**Exercise text**

::::::::

As I think about the last 8 weeks, I go back and forth between thinking the time flew by and slugged along. I guess it did a little of both. One wise woman from our church once told me that the days are slow but the years are fast. It’s so true! Some days feel slower and harder than others… but looking back over the last few weeks, it’s gone by so quickly. These little ones grow so fast.
Each new week and month is a milestone for sweet Little G. but its also a milestone for myself, Little J., and our family. We are all learning how to be family together. Little J. is learning how to be a big brother and the hubby and I are learning how to be parents of two.
All about “G”:
My sweet little boy is so mellow! He is a very chill and relaxed baby and enjoys snuggling, napping, and nursing. Although he is the “little” brother, I have a hunch he is going to outgrow his big brother. At 6 weeks he weighed 12 lbs. and has started wearing 6 month clothes. Little J. was 12 lbs. at 8 weeks.
Little G. sleeping through his weight check at 6 weeks:
Little G. has been very busy over the last 2 months! He….
– Flew on an airplane
– Visited 2 states (California and Arizona)
– Loves bath time
– Smiles and coo’s
– Doesn’t mind tummy time
Mommy learning’s and realizations:
1. It is so much harder to get out of the house on time with two. I try… I really really do try and I’m not a “running late” type of person. I ENJOY being on time…. but no matter how hard I try, how early I get up, something ALWAYS happens! Diaper blowout as we are walking out the door, spilled coffee, spit up, or “Mommy, I have to go pee pee!!”.
2. I find my patience being tried during the night with “G” (please baby just sleep) and during the day with “J” (please stop jumping on the couches, dumping all the toys out, grabbing cupcakes off the counter, running out of the bathroom before I can put your pants back on… and on, and on). A combination that makes me think they are in cahoots to driving me crazy.
3. I pray more. As we have been blessed with another little one to care for, to raise… I realize the need to turn to Jesus even more. I can’t do this without His help… I am not patient enough, wise enough, or strong enough without Him.
When I get ready for the day I let “J” watch the iPad. He sits next to “G” in the baby bjorn balance on our heated bathroom floor, say’s “nice, warm” and watches his favorite show. I walked out of the bathroom a few steps to our master closet and “G” started to fuss a little. I overheard “J” say, “it’s okay baby G, it’s okay. Mommy be back soon.”
Such sweet moments. They make up for never ending goldfish cracker crumbs on my floor.

::::::::

**Dataset**
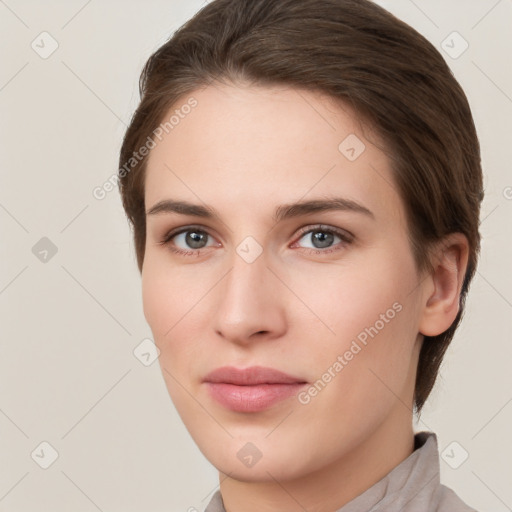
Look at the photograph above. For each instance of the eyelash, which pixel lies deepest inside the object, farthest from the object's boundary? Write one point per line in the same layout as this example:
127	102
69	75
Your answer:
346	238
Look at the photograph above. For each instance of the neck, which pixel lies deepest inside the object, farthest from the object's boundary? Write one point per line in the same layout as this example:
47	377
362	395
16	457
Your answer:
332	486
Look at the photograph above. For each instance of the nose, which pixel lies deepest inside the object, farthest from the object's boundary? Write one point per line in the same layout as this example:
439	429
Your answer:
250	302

::::::::

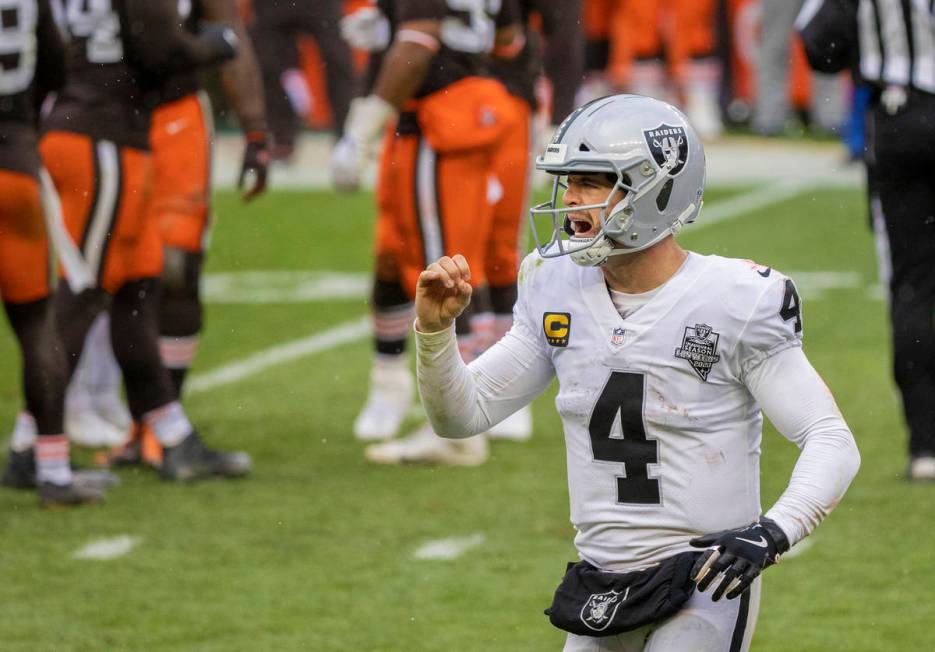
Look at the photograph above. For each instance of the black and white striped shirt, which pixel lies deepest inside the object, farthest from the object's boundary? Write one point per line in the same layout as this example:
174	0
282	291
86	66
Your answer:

::::::::

**Your objective**
In the text about the family's first eight weeks with a new baby, how much did Little G. weigh at 6 weeks?

**Answer to this problem**
12 lbs.